TEXT TO READ —

______________________________

Place of birth: Kirkcaldy, Fife, Scotland

Place of death: Edinburgh, Scotland

Date of birth and death: 1723-1790

Life

Adam Smith was born in a small village in Kirkcaldy, Scotland, where his widowed mother raised him. At age fourteen, as was the usual practice, he entered the University of Glasgow on scholarship. He later attended Balliol College at Oxford, graduating with an extensive knowledge of European literature and an enduring contempt for English schools.

In 1748, Adam Smith began giving a series of public lectures at the University of Edinburgh. Through these lectures, in 1750 he met and became lifelong friends with Scottish philosopher and economist David Hume. This relationship led to Smith's appointment to the Glasgow University faculty in 1751.

In 1759 Smith published The Theory of Moral Sentiments, a book whose main contention is that human morality depends on sympathy between the individual and other members of society.

Adam Smith travelled to Paris, Geneva and Toulouse, meeting with leading thinkers of the Age of Reason, including D'Alembert, Turgot, Mirabeau and Voltaire.

______________________________

TASK A — Could you rewrite everything in the records from the line containing "Where can you find the ford" down to the last line, requests included, and multiply each point coordinate in the answers by 1.85, rounding to whole numbers with halves going up? Give only those lines.
The Adam Smith biography above has no connection to the records that come next.

DATA ENTRIES —
______________________________

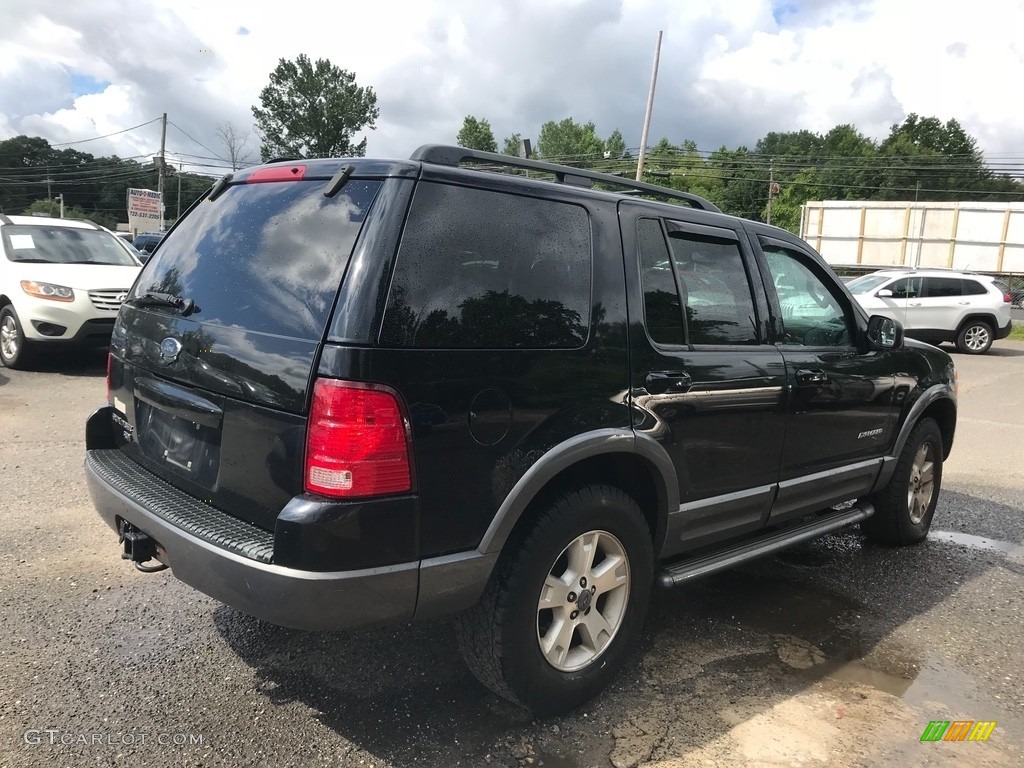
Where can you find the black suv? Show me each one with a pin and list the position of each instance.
(354, 391)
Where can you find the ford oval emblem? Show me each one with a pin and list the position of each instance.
(169, 349)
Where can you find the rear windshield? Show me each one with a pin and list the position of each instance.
(265, 257)
(62, 245)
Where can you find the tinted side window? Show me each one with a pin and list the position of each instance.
(972, 288)
(941, 287)
(660, 297)
(263, 257)
(719, 306)
(485, 269)
(812, 314)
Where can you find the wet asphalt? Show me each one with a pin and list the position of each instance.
(100, 665)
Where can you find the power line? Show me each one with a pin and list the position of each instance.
(195, 140)
(107, 135)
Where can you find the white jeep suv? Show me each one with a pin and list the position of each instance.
(60, 281)
(937, 305)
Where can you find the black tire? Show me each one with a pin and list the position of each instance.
(903, 510)
(501, 638)
(14, 349)
(975, 337)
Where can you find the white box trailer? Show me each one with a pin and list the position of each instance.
(873, 235)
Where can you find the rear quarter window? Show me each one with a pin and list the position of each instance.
(265, 257)
(485, 269)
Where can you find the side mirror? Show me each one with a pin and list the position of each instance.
(885, 333)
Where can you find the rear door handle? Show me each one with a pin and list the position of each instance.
(812, 378)
(664, 382)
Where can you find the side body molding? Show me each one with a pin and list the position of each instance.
(563, 456)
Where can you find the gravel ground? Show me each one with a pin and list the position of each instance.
(837, 653)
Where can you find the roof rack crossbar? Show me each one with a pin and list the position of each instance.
(454, 156)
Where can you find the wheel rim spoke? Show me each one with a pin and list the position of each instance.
(554, 593)
(922, 484)
(558, 639)
(595, 631)
(611, 573)
(581, 554)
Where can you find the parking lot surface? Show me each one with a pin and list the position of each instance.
(837, 653)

______________________________

TASK B — Can you repeat, word for word, everything in the Adam Smith biography from "In 1759 Smith" down to "Mirabeau and Voltaire."?

WORKED ANSWER A —
Where can you find the ford oval emblem? Show me each one with a pin and list the position of each instance.
(313, 646)
Where can you find the rear windshield? Show me each one with a pin and list the position of each instance.
(490, 475)
(115, 453)
Where can you find the tinted side window? Show me each one with a pin and list the position of each instance.
(1798, 533)
(1741, 531)
(1221, 549)
(487, 475)
(1330, 566)
(897, 498)
(1502, 581)
Where can you find the wet asphalt? Show me each one with a pin and list the position of each instance.
(185, 1230)
Where can you find the power line? Show me each one with a pin and list the position of each instance.
(361, 259)
(198, 250)
Where can you find the white jeep suv? Show me each one with a pin and list the position of each instance.
(111, 520)
(1733, 564)
Where can you find the black tire? Show me each one with a pin and list the position of each instance.
(1671, 944)
(927, 1180)
(26, 646)
(1804, 623)
Where can you find the white box trailer? Show me each one with a pin and list the position of each instance.
(1615, 435)
Where can you find the rear quarter window? Show me each one with a pin and list the position of each instance.
(490, 475)
(897, 498)
Where can you find the side mirror? Show me each one with a pin and list the position of each instance.
(1637, 616)
Where can you find the rear door handle? Show me each one with a pin and list the position of each instance.
(1502, 699)
(1228, 707)
Where can you find the side body molding? Show me each one with a pin and list the position of each instance.
(1042, 844)
Where can you find the gravel ground? Show me each one with a pin and list the position of each instance.
(1548, 1208)
Where can you find the roof rack crossbar? Show me each one with a pin and list the position of each instance.
(840, 289)
Where can you find the wheel rim spoke? Show me each one with a pin and list the position of each instance.
(1025, 1097)
(1706, 895)
(1032, 1182)
(1101, 1167)
(1130, 1060)
(1075, 1025)
Where can you find the parking lot surface? Show me each one with a pin and list the position of each instance.
(1548, 1208)

WORKED ANSWER B —
In 1759 Smith published The Theory of Moral Sentiments, a book whose main contention is that human morality depends on sympathy between the individual and other members of society.

Adam Smith travelled to Paris, Geneva and Toulouse, meeting with leading thinkers of the Age of Reason, including D'Alembert, Turgot, Mirabeau and Voltaire.